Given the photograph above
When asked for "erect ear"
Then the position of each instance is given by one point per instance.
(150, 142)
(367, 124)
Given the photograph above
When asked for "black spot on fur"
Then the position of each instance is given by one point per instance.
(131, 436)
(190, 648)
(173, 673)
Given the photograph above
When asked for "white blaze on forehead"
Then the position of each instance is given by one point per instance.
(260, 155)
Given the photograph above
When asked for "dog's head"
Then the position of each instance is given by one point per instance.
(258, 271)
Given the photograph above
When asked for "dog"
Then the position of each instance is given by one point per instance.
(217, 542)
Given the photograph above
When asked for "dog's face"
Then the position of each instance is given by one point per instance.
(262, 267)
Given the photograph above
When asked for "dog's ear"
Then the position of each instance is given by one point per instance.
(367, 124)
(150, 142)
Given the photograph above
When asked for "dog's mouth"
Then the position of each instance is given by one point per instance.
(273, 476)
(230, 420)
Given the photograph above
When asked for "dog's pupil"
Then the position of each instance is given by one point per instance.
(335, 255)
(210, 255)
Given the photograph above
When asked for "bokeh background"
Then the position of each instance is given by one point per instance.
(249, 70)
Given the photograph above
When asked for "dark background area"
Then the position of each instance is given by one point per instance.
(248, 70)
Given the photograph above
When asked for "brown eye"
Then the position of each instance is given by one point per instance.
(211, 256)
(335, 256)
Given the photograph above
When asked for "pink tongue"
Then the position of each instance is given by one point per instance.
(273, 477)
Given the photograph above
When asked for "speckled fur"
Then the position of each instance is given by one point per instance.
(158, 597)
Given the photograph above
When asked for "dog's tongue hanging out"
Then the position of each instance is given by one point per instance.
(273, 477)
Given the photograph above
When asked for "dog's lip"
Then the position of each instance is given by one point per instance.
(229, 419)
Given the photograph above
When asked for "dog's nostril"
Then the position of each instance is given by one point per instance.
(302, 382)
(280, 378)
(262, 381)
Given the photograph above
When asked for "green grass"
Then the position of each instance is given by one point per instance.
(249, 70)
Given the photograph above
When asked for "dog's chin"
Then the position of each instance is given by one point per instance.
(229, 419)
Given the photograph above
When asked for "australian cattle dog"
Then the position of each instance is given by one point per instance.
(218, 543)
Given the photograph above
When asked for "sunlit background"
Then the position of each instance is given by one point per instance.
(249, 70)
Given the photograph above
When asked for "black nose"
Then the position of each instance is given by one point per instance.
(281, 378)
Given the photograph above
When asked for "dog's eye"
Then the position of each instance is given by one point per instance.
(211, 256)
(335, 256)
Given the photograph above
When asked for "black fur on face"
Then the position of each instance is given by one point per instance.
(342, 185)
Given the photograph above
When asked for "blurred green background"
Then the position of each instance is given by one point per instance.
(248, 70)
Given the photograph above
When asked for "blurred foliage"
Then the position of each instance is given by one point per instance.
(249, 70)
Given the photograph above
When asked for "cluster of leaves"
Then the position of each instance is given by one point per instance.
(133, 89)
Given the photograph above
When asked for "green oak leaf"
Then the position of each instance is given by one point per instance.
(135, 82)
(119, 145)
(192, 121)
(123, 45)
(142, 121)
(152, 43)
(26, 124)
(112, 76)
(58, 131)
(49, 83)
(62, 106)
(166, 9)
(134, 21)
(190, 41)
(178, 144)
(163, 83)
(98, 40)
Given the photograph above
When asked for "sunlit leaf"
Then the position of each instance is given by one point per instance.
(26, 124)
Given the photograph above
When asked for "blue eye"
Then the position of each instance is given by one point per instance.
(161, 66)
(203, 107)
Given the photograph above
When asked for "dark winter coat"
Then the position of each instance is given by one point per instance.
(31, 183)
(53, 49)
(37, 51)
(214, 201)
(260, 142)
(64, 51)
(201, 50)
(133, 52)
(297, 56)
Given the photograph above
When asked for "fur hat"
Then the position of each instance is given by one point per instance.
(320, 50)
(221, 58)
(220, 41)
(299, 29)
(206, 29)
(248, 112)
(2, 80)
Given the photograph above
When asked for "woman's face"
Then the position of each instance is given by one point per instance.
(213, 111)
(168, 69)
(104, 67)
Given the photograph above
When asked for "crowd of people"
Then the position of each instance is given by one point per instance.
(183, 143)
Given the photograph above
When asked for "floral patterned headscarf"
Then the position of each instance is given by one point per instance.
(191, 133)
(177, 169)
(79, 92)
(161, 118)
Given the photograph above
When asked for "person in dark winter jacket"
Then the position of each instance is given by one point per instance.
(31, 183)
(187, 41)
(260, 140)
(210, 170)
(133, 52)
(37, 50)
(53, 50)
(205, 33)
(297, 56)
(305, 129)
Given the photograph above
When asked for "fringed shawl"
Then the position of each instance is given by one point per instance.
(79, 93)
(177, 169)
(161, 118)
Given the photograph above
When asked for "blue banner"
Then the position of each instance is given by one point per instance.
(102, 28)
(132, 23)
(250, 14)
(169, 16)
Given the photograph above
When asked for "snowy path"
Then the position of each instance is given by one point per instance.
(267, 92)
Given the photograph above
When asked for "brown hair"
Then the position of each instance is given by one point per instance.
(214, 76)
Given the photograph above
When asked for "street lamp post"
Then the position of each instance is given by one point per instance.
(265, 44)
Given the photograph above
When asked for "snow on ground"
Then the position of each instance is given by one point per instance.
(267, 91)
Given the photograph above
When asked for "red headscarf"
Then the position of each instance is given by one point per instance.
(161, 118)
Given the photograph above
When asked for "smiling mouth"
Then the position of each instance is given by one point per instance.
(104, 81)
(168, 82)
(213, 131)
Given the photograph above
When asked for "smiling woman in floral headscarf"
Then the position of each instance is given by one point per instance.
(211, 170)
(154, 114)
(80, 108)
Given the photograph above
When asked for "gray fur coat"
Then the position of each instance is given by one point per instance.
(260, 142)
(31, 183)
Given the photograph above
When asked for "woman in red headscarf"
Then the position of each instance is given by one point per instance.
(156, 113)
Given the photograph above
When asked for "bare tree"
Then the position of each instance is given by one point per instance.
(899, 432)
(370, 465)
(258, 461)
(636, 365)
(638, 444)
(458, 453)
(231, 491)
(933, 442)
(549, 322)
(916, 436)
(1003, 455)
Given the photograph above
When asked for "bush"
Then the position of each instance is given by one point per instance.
· · · ·
* [What this task involves]
From the listing above, extract every line exactly as it stands.

* [Worked answer]
Given the photograph above
When asked for "erect ear"
Then the position of each instance is given by one point per instance.
(150, 142)
(367, 124)
Given the photograph above
When asked for "black spot on fur"
Then the position of each instance is given by one point per instance.
(131, 436)
(190, 648)
(173, 673)
Given the photograph above
When asked for "white blaze on forehead"
Then the position of each instance is given by one point per instance.
(260, 155)
Given the photograph above
When asked for "dog's head"
Then the position of each instance is given by one point per instance.
(258, 271)
Given the photograph above
When asked for "dog"
Then the position of each instance is given by one point per instance.
(217, 542)
Given the photograph above
When asked for "dog's face"
Then the position of each instance is given by one point per instance.
(262, 267)
Given the photograph above
When asked for "dog's ear"
Then the position of each instance is given by one point per instance.
(367, 124)
(150, 142)
Given the photograph above
When asked for "dog's mouth"
Then the position of each instance is given by one point per instance.
(273, 476)
(230, 420)
Given the photograph above
When asked for "dog's pupil"
Then the position of each instance is given by one point per instance.
(335, 255)
(210, 255)
Given the photograph above
When asked for "bokeh background"
Then the position of each instance is given by one point per instance.
(249, 70)
Given the photograph above
When asked for "dark background area"
Then the position of each instance is given by one point per instance.
(248, 70)
Given the photograph above
When asked for "brown eye"
Then the position of each instance is given by one point per instance.
(211, 256)
(335, 256)
Given the photograph above
When asked for "pink tongue"
Then the position of each instance is given by one point per instance.
(273, 477)
Given the photograph above
When asked for "speckled fur"
Then the position of each instance is given by one point per instance.
(158, 597)
Given the photograph above
When asked for "dog's tongue hanging out"
Then the position of each instance is given by one point per instance.
(273, 477)
Given the photograph above
When asked for "dog's lip"
Then the position of each instance is given by one point per instance.
(229, 419)
Given the photograph above
When asked for "dog's nostril"
Then the position of each instance is given by one point per instance.
(302, 382)
(280, 378)
(262, 381)
Given the photograph above
When asked for "green grass"
Then the position of each instance is given by one point per instance.
(249, 70)
Given the photograph above
When asked for "dog's chin"
Then the position of each instance is given by one point per instance.
(229, 419)
Given the photograph above
When asked for "australian cattle dog"
Then the position of each instance is given by one point per instance.
(218, 543)
Given the photograph above
When asked for "sunlit background"
Then the position of each instance is given by one point per instance.
(249, 70)
Given the photograph above
When asked for "black nose"
Then the position of each instance is given by one point per instance.
(281, 378)
Given the photograph above
When asked for "dog's eye"
Then the position of each instance is given by one point per instance.
(211, 256)
(335, 256)
Given the photograph above
When asked for "black fur on face"
Then the position of each instance is given by one point per instance.
(342, 185)
Given the photograph above
When asked for "blurred green background"
Then the position of each instance is given by one point per instance.
(248, 70)
Given the photograph above
When asked for "blurred foliage"
Then the position of each instance is given by one point per instance.
(249, 70)
Given the photograph above
When asked for "cluster of leaves"
Then the position of each instance is given by one point per instance.
(133, 89)
Given the photograph above
When asked for "green oak leaf"
Then the position of each instance is given by one point per instance.
(135, 82)
(119, 145)
(192, 121)
(123, 45)
(142, 121)
(152, 43)
(26, 124)
(112, 76)
(58, 131)
(49, 83)
(62, 106)
(166, 9)
(134, 21)
(190, 41)
(178, 144)
(163, 83)
(98, 40)
Given the photograph above
When asked for "sunlit leaf"
Then the position of each instance is given by one point per instance.
(26, 124)
Given the photograph above
When asked for "blue eye"
Then the position of each instance is given by one point per instance.
(161, 66)
(203, 107)
Given the photograph above
When asked for "dark winter coat"
Then the position of each instance is given by one point per instance.
(31, 183)
(53, 49)
(37, 51)
(214, 201)
(260, 142)
(64, 51)
(201, 50)
(133, 52)
(297, 56)
Given the photograph above
When asked for "fur hat"
Then the position of each instance is given by one point per instance.
(320, 50)
(221, 58)
(220, 41)
(299, 29)
(206, 29)
(248, 112)
(2, 80)
Given the photograph above
When asked for "woman's face"
Then the position of each instance is given by one point per instance.
(213, 111)
(168, 69)
(104, 67)
Given the photograph above
When asked for "crowd of people"
Then the position of each instance is given by one point per instance.
(183, 143)
Given the photograph above
When asked for "floral patterned headscarf"
Then the position of each instance is given by one point per instance.
(191, 133)
(177, 169)
(79, 92)
(161, 118)
Given the photograph above
When asked for "person in dark winter jacket"
Then the position of each instance is given by one point per instance.
(31, 183)
(187, 41)
(260, 140)
(210, 170)
(133, 52)
(37, 50)
(53, 50)
(205, 33)
(297, 56)
(305, 129)
Given the photograph above
When asked for "fringed shawl"
Then the position of each instance is given by one point per instance.
(79, 93)
(177, 169)
(161, 118)
Given the photograph above
When asked for "blue banner"
Then the position of each instance is given by one point per instance.
(102, 28)
(132, 23)
(250, 14)
(169, 16)
Given the photograph above
When asked for "snowy path"
Then the position of each instance is given by one point per instance.
(267, 92)
Given the photograph above
When asked for "brown hair"
Then the position of each instance is given by one point per instance.
(214, 76)
Given the photograph above
When asked for "street lamp post"
Then the position of each instance is given by one point per instance.
(265, 44)
Given the photograph above
When asked for "snow on ground"
Then the position of each instance is given by one point per instance.
(267, 91)
Given the photograph above
When asked for "red headscarf"
Then the position of each instance is given by one point per instance.
(161, 118)
Given the photograph above
When asked for "smiling mouth"
Then the position of each instance is given by one point per instance.
(104, 81)
(168, 82)
(213, 131)
Given the photograph above
When asked for "smiling woman in floral headscarf"
Then the position of each instance is given by one point per instance.
(211, 170)
(154, 114)
(80, 108)
Given the photograph above
When asked for "gray fur coat"
Then the position of each instance is given by one point per instance.
(260, 142)
(31, 183)
Given the photograph above
When asked for "woman in red headscarf"
Then the position of each instance is given by one point per instance.
(156, 113)
Given the photograph above
When asked for "bare tree"
Then the position of each instance is given by one point per instance.
(899, 432)
(370, 465)
(258, 461)
(636, 365)
(638, 444)
(458, 453)
(231, 491)
(933, 442)
(549, 322)
(916, 436)
(1003, 455)
Given the photograph above
When asked for "bush"
Then the position of each instance is given by one point per instance.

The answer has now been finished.